* **Given passage**
# # # # # # #

Egerton Leigh  (7 March 1815 – 1 July 1876) was a British landowner, soldier, Conservative politician and author.

Personal life
Leigh was the only son of Egerton Leigh and Wilhelmina Sarah, daughter of George Stratton, and succeeded his father as head of the ancient Cheshire family of Leigh of West Hall, High Legh; the Leigh Baronets of South Carolina were a cadet branch of this family, while his first name was derived from his descent from John Egerton, 2nd Earl of Bridgewater. An earlier junior branch of the medieval Leigh family became Barons Leigh and Earls of Chichester.

He was lord of the manors of High Legh and Twemlow, patron of the benefice of High Legh and of the 1st mediety of Lymm. He was educated at Eton College.

Leigh married Lydia Rachel, daughter of John Smith Wright, JP in 1842. They had several children, the eldest of whom was Egerton Leigh (who married first Lady Elizabeth Gore White; who died 1880) and great-grandfather of the Conservative politician Sir Edward Leigh, MP for Gainsborough (since 1983). He died on 1 July 1876; his wife survived him by 17 years and died on 3 April 1893.

# # # # # # #

* **Data for the task**
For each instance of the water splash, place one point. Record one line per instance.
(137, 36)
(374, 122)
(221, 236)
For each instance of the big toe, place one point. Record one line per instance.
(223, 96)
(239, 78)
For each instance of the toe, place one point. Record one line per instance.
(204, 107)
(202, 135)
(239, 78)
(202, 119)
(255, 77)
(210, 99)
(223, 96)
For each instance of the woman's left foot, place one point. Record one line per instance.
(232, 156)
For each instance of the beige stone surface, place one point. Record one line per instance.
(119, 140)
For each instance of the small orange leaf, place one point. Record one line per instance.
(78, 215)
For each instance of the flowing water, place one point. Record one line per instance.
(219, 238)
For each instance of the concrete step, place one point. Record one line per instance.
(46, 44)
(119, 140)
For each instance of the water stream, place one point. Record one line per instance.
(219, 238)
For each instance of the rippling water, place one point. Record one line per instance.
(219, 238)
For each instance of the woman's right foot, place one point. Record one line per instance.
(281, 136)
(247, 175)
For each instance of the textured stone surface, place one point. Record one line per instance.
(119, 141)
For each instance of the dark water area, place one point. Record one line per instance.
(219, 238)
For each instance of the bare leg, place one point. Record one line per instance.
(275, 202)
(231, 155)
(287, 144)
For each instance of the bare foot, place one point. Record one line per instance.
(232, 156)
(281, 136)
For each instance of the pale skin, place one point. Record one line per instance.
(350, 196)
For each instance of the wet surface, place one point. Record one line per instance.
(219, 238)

# # # # # # #

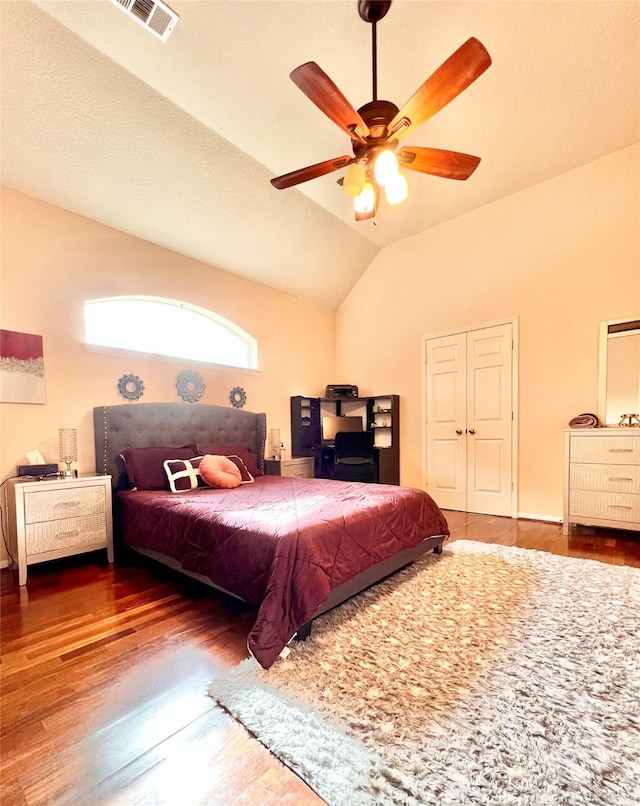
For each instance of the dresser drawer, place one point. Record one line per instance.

# # # # # # #

* **Required work**
• A. Reproduce the passage on Egerton Leigh in full, word for word.
• B. List every line of the records that contains the string "bare", treating uppercase and lowercase as different.

* **Results by task**
• A.
Egerton Leigh  (7 March 1815 – 1 July 1876) was a British landowner, soldier, Conservative politician and author.

Personal life
Leigh was the only son of Egerton Leigh and Wilhelmina Sarah, daughter of George Stratton, and succeeded his father as head of the ancient Cheshire family of Leigh of West Hall, High Legh; the Leigh Baronets of South Carolina were a cadet branch of this family, while his first name was derived from his descent from John Egerton, 2nd Earl of Bridgewater. An earlier junior branch of the medieval Leigh family became Barons Leigh and Earls of Chichester.

He was lord of the manors of High Legh and Twemlow, patron of the benefice of High Legh and of the 1st mediety of Lymm. He was educated at Eton College.

Leigh married Lydia Rachel, daughter of John Smith Wright, JP in 1842. They had several children, the eldest of whom was Egerton Leigh (who married first Lady Elizabeth Gore White; who died 1880) and great-grandfather of the Conservative politician Sir Edward Leigh, MP for Gainsborough (since 1983). He died on 1 July 1876; his wife survived him by 17 years and died on 3 April 1893.

• B.
For each instance of the bare leg, place one point. Record one line per instance.
For each instance of the bare foot, place one point. Record one line per instance.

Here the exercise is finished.